Instructions for the task>
Return all the lines below in which the string "field" appears.

Collected data:

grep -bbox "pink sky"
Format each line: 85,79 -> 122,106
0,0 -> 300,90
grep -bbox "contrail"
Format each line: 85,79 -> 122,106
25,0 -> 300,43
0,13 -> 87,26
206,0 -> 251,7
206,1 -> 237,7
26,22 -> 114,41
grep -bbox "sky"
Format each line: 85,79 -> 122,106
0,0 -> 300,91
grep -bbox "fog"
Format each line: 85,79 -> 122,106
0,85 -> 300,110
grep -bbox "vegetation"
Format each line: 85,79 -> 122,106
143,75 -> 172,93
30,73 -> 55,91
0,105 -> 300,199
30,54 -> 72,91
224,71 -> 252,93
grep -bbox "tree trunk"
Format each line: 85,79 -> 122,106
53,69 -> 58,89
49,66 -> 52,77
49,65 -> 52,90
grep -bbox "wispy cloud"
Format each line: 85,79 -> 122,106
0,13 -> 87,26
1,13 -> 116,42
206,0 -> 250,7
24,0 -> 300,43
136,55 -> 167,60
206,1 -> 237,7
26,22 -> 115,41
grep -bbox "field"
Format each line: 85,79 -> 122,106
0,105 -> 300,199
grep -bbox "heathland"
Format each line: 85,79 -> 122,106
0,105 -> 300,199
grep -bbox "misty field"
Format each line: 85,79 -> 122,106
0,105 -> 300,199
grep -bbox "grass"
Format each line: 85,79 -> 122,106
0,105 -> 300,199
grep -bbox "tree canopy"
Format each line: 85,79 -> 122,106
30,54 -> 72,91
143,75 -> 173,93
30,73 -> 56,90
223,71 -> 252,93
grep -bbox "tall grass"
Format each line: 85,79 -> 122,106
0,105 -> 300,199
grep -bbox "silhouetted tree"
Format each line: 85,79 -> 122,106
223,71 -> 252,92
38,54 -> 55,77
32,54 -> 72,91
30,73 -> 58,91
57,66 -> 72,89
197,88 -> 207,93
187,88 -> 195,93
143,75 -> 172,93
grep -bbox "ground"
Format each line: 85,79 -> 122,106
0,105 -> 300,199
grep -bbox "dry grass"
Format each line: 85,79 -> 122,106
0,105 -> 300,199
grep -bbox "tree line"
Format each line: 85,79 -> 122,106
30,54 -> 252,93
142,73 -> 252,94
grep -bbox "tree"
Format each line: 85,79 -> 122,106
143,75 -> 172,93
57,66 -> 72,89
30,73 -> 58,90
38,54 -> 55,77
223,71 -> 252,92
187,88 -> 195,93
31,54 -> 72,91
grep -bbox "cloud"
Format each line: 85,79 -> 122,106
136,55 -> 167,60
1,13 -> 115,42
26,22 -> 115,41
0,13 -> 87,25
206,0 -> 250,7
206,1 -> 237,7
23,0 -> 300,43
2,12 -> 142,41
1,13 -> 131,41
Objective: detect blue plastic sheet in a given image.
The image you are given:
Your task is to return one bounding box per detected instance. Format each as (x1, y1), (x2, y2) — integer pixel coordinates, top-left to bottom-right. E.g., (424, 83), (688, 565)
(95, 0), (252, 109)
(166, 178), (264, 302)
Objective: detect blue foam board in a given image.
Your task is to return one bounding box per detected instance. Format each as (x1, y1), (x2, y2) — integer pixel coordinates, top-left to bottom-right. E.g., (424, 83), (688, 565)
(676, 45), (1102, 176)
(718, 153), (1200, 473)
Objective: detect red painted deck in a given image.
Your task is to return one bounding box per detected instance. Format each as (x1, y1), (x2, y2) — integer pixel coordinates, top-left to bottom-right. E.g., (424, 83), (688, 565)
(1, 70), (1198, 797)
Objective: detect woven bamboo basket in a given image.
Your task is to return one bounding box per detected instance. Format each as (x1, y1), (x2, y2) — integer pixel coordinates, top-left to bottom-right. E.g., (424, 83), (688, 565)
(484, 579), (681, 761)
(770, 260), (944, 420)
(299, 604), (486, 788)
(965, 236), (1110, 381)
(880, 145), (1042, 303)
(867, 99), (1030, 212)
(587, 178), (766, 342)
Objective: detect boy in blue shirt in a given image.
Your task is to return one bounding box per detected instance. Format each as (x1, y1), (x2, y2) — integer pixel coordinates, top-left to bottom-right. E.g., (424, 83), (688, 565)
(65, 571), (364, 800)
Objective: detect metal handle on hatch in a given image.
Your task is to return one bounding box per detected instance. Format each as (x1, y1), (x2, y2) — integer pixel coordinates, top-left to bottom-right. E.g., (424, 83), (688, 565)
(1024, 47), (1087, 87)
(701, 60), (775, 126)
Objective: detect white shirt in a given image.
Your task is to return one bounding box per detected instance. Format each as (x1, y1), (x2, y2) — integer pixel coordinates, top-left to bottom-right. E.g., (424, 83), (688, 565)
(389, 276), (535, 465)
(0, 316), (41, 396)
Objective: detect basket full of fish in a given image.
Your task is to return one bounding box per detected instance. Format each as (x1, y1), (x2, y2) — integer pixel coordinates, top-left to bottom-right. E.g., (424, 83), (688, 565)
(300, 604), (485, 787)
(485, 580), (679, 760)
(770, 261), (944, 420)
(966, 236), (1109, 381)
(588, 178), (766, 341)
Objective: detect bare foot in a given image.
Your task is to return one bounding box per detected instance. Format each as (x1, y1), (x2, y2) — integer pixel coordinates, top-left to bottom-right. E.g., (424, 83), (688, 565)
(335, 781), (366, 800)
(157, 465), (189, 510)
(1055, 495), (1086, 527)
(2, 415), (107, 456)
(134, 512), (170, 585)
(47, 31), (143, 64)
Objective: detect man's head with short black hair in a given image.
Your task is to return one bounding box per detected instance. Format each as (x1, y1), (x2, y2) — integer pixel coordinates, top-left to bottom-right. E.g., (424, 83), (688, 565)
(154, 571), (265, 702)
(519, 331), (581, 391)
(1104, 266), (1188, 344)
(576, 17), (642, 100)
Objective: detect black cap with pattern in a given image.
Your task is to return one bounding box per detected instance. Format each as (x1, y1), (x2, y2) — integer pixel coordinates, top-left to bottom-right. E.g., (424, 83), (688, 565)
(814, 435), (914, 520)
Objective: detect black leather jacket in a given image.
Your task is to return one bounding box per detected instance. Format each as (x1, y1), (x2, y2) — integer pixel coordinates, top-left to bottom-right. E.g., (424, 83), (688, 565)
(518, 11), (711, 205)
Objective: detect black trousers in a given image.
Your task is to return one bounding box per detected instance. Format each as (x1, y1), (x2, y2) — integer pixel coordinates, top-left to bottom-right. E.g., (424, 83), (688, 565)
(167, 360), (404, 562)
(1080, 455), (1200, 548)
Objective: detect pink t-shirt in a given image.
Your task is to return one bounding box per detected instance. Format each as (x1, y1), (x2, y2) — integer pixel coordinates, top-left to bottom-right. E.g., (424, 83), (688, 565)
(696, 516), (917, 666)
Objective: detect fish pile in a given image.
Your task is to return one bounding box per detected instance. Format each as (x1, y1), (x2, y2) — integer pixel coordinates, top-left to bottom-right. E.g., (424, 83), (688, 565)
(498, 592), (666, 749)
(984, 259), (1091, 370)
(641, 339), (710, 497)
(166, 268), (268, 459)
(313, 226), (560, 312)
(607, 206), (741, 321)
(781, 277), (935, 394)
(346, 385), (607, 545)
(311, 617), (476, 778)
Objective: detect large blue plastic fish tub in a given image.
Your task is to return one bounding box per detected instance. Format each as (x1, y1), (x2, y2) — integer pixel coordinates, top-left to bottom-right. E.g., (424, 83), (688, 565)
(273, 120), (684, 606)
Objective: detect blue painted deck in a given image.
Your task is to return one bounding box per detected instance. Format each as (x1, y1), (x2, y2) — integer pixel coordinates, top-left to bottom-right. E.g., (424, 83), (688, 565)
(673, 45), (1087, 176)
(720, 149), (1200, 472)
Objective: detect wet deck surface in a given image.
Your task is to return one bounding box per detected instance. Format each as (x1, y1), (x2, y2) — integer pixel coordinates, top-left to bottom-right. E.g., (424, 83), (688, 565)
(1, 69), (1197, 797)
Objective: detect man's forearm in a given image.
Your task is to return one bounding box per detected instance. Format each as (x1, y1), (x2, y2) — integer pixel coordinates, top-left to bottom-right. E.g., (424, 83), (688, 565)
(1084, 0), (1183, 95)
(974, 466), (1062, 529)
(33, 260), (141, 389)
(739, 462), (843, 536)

Response below>
grep -bbox "field"
grep -bbox "misty field"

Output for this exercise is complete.